===== RAW DATA =====
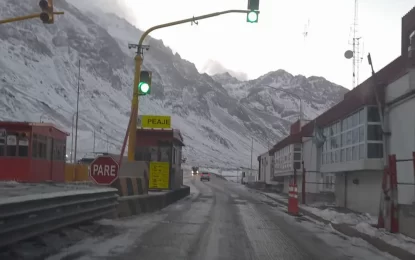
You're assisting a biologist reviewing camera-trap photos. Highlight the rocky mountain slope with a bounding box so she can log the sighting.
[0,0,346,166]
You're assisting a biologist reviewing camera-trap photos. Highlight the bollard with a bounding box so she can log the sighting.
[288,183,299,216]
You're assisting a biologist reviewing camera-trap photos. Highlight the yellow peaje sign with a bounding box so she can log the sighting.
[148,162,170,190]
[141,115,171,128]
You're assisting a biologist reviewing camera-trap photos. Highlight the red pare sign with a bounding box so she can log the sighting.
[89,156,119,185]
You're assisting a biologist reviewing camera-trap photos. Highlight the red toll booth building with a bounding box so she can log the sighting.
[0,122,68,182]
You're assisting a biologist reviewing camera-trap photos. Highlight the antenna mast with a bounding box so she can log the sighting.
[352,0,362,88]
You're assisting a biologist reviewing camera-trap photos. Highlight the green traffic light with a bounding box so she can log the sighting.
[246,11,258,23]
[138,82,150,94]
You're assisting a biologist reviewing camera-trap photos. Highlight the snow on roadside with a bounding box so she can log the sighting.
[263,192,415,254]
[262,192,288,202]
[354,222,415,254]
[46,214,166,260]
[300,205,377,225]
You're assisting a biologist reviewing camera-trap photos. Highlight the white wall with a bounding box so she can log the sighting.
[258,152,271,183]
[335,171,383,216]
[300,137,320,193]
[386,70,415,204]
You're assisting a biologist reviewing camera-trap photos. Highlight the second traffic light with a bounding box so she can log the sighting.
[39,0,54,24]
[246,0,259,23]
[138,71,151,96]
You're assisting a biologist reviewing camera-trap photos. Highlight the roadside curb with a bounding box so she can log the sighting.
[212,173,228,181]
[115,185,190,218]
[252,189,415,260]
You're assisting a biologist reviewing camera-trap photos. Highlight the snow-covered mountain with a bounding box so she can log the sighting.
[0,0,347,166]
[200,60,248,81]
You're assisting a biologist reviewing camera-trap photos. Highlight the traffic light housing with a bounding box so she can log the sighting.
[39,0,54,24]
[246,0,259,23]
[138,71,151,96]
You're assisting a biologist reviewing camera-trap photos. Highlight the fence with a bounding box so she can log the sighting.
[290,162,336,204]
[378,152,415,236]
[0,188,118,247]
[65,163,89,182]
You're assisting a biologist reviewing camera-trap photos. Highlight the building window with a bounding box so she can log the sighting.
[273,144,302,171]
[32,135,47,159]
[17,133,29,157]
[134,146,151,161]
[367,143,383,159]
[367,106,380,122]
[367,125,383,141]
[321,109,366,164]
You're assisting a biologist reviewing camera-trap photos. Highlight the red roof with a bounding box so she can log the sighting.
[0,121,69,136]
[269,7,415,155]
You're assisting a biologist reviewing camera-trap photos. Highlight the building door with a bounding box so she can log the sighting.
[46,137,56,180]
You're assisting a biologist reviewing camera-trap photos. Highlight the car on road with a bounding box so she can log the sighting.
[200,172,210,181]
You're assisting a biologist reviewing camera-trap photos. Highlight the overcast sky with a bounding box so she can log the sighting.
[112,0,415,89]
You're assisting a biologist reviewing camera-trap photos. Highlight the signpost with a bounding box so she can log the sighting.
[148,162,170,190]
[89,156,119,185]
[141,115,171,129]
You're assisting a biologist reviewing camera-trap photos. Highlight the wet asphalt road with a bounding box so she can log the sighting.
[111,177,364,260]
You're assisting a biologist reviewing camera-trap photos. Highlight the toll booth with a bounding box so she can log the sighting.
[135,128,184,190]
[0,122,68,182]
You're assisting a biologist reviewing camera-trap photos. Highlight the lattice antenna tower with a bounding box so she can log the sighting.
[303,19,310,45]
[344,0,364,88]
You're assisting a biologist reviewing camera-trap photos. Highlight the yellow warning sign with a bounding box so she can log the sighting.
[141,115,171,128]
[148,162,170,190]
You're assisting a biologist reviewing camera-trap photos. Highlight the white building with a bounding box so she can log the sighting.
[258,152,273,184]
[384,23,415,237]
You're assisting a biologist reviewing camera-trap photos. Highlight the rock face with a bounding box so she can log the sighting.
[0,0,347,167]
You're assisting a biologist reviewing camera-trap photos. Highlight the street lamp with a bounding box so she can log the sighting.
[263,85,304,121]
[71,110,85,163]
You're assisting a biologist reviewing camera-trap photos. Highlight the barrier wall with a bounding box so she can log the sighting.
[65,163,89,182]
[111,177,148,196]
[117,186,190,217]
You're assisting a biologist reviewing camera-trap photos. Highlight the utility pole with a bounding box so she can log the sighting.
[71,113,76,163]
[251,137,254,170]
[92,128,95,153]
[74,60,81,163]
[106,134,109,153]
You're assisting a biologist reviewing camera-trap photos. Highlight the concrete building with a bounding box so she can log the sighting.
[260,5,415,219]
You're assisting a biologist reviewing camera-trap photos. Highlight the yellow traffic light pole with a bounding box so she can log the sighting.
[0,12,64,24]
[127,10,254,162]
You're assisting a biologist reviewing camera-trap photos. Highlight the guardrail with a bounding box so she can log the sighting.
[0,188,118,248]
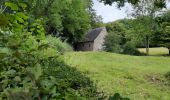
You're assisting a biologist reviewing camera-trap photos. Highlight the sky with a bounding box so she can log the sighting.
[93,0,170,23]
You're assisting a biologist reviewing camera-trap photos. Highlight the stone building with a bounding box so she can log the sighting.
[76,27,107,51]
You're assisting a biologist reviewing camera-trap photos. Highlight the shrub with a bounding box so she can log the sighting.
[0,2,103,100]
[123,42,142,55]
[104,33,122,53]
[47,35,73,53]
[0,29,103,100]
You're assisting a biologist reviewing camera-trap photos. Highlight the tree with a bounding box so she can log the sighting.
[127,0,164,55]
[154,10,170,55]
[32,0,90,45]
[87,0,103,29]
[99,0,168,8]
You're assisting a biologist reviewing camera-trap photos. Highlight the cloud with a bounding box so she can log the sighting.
=====
◆ TO BE DONE ◆
Report each line of the listing above that contains the word "pole", copying every such line in full.

◆ WORKED ANSWER ◆
You're assisting a biologist reviewing camera-trap photos. Highlight the utility pole with a bounding box so she can log the sighting.
You're assisting a biologist reviewing camera-trap photos. Highlight the yellow traffic light pole with a bounding box so she can log the sighting.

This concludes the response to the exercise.